[Referring expression data]

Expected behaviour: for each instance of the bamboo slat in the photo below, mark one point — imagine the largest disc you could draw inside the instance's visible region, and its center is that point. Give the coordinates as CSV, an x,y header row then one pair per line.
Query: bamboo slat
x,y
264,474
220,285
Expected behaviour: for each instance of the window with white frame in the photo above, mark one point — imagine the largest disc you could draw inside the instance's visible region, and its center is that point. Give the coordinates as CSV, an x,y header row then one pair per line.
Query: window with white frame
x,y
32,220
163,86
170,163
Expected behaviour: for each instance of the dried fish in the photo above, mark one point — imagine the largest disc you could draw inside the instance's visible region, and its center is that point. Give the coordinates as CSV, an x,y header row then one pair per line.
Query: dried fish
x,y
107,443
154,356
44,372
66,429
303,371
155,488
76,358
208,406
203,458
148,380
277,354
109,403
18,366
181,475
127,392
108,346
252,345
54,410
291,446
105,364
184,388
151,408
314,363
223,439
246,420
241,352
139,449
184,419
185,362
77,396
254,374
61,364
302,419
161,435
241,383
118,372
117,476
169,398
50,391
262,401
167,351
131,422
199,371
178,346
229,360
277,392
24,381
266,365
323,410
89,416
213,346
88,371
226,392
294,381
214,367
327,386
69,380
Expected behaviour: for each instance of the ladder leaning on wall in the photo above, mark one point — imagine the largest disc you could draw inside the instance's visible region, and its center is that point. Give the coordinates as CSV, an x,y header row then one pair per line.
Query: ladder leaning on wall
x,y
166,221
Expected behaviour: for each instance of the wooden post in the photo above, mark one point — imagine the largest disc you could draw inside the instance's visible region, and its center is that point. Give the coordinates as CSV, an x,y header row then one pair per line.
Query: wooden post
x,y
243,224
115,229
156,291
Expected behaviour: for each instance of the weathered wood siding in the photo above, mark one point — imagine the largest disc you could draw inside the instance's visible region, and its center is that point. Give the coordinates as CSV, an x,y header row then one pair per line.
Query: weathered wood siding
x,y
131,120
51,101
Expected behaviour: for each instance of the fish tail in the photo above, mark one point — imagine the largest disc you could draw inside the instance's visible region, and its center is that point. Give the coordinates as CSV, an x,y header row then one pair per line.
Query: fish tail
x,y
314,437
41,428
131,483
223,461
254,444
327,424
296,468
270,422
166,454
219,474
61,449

ABOUT THIS EXERCISE >> Reproduce the data above exactly, leaving nothing out.

RESPONSE BOX >>
Expected behaviour: for each instance of the bamboo slat in the photo below, mark one point — imagine the largest disc you could draw inside the instance's visible region, and its center is that point. Give the coordinates as CSV, an x,y header row then one pair per line.
Query: bamboo slat
x,y
264,474
220,285
Expected behaviour: for each instance of the window with white frame in the photo above, mark one point — imagine the largest disc you could draw inside the instance's visible region, and its center is that point. Give the coordinates as CSV, an x,y header row then one pair per line.
Query: window with white frame
x,y
32,220
163,86
170,163
Expected behaviour: for each instance of the dried fish in the photo above, mark one point — imagine the largest disc you could draw inside the instance's visible region, and its center is that point. Give the coordinates as CSV, an x,y header row then one pair per line.
Query: dried fish
x,y
107,443
154,356
44,372
66,429
303,371
155,488
76,358
208,406
203,458
148,380
277,354
109,403
18,366
181,475
127,392
108,346
252,345
54,410
291,446
105,364
184,388
151,408
314,363
223,439
246,420
241,352
139,449
184,419
185,362
77,396
254,374
61,364
302,419
161,435
241,383
118,372
117,476
169,398
50,391
262,401
167,351
131,422
199,371
178,346
229,360
277,392
24,381
266,365
323,410
89,416
213,346
88,371
226,392
294,381
214,367
327,386
69,380
Expected behaviour: for each instance of the ladder leaning on wall in the photo above, mark one point — imagine the largest disc you could draw inside the instance's visible region, and its center is that point. Give the coordinates as CSV, an x,y header row then one pair per line.
Query: ladder leaning on wall
x,y
166,221
Expected behaviour: for each instance of the wooden post in the photo above, mark one point — imagine the largest disc you could draw inside the instance's visible region, and its center is that point. Give the coordinates as CSV, an x,y header row then one pair per line.
Query: wooden post
x,y
243,224
115,229
156,291
Expected behaviour: for each instance of the weathered wood siding in the photo above, mark one point — imagine the largest disc you could draw inside the instance's visible region, and its center is that point. Give the coordinates as CSV, an x,y header row then one pair per line.
Query: weathered wood siding
x,y
131,120
51,101
Expected behaviour: for each instance of the fish tail in the photo above, mark one point — imagine the largest disc you could draw inside the instance's visible region, and its center is that point. Give the coordinates as CSV, an x,y header row then one pair per line.
Query: fish tail
x,y
314,437
41,428
131,483
223,461
254,444
327,424
296,468
270,422
166,454
219,474
61,449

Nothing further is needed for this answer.